TASK BRIEF: Nothing but the lines from the one with "Every instance of the open-faced" through the end of the records below should be written out, and each must match word for word.

*** MATERIAL SHOWN Section Begins ***

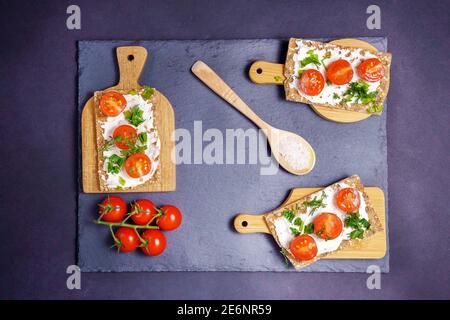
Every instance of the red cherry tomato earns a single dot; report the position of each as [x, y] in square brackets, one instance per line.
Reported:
[112, 103]
[348, 200]
[155, 242]
[113, 209]
[303, 247]
[125, 136]
[327, 226]
[170, 219]
[138, 165]
[143, 211]
[340, 72]
[371, 70]
[128, 239]
[311, 82]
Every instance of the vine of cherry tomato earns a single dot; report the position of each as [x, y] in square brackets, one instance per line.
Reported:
[141, 226]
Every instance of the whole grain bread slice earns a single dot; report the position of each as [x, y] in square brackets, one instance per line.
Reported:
[353, 181]
[292, 94]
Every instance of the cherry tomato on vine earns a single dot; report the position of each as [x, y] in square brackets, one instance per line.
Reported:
[112, 103]
[371, 70]
[311, 82]
[303, 247]
[155, 242]
[348, 200]
[143, 211]
[124, 136]
[113, 209]
[327, 226]
[138, 165]
[128, 239]
[170, 219]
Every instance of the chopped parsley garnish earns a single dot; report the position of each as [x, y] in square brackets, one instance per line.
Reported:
[142, 137]
[115, 163]
[360, 91]
[311, 58]
[358, 225]
[134, 116]
[295, 231]
[147, 93]
[289, 214]
[309, 228]
[316, 203]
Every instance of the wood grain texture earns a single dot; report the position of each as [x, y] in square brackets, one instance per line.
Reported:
[131, 61]
[263, 72]
[274, 135]
[372, 248]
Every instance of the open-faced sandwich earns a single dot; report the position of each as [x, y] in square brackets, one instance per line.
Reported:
[128, 144]
[324, 222]
[330, 75]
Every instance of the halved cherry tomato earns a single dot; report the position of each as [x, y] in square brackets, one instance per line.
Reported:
[113, 209]
[143, 211]
[170, 219]
[112, 103]
[348, 200]
[125, 136]
[327, 226]
[155, 242]
[303, 247]
[127, 239]
[371, 70]
[340, 72]
[311, 82]
[138, 165]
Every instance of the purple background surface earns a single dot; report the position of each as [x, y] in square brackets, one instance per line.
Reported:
[38, 135]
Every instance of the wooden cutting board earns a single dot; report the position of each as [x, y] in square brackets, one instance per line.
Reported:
[372, 248]
[263, 72]
[131, 61]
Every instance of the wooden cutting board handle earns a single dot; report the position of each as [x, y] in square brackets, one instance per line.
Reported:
[131, 60]
[263, 72]
[250, 223]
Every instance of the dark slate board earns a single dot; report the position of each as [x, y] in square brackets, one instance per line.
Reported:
[211, 195]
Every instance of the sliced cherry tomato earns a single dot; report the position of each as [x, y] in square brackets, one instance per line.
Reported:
[155, 242]
[138, 165]
[348, 200]
[327, 226]
[340, 72]
[112, 103]
[311, 82]
[125, 136]
[143, 211]
[371, 70]
[113, 209]
[303, 247]
[170, 219]
[127, 239]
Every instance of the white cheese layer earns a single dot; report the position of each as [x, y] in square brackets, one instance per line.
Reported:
[153, 143]
[354, 57]
[285, 236]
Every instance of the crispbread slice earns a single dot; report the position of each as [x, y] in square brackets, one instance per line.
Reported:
[292, 94]
[353, 181]
[99, 117]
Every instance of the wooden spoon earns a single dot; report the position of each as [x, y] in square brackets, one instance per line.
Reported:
[279, 140]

*** MATERIAL SHOWN Section Ends ***

RESULT:
Every instance of the open-faced sandwich earns a single dot; report the position of each as [x, y] in square brackets, one instance per line.
Reported:
[128, 144]
[324, 222]
[330, 75]
Every instance of the halved cherry tomato earns a single dot; report the position of each as [x, y] in square brackets, one instance per line.
Reported:
[113, 209]
[143, 211]
[170, 219]
[112, 103]
[348, 200]
[125, 136]
[327, 226]
[155, 242]
[303, 247]
[127, 239]
[371, 70]
[340, 72]
[311, 82]
[138, 165]
Every instance of the purple background surface earns a single dot; report the position of each as [x, y] in square brackets, one instance per line.
Reported:
[38, 135]
Every instance of the wooden cutting board earns a single dot; report the position of each as [x, y] in square brackets, one instance per line.
Reported:
[372, 248]
[263, 72]
[131, 61]
Every instance of the wooden cutting board handle earns a single dot; report the position of each as [x, y] in square brackets, one instance per line.
Reported:
[131, 60]
[263, 72]
[250, 223]
Every instance of the dark slate board earns a single dot; report the position of each as [x, y] in square brackets, one instance per line.
Reported:
[211, 195]
Every instance of the sliced cherry tomato earns a single dot; report the position of each as [x, y] in square brackets, one instance per line.
Reported:
[155, 242]
[138, 165]
[348, 200]
[327, 226]
[340, 72]
[112, 103]
[311, 82]
[125, 136]
[143, 211]
[371, 70]
[113, 209]
[303, 247]
[170, 219]
[127, 239]
Every instance of the white cheese layer earns a single dot; report the position of each as [x, y] in square brackets, one instance per line.
Reported:
[153, 143]
[354, 57]
[285, 236]
Every instance of the crispbread slice earns a single dot; report the position of each as [x, y] in square brackets, one instance per line.
Reported:
[292, 94]
[353, 181]
[99, 117]
Every instance of the wooden spoon earns a single dot; report the position of each as [x, y] in square brackets, one instance per line.
Reported:
[279, 140]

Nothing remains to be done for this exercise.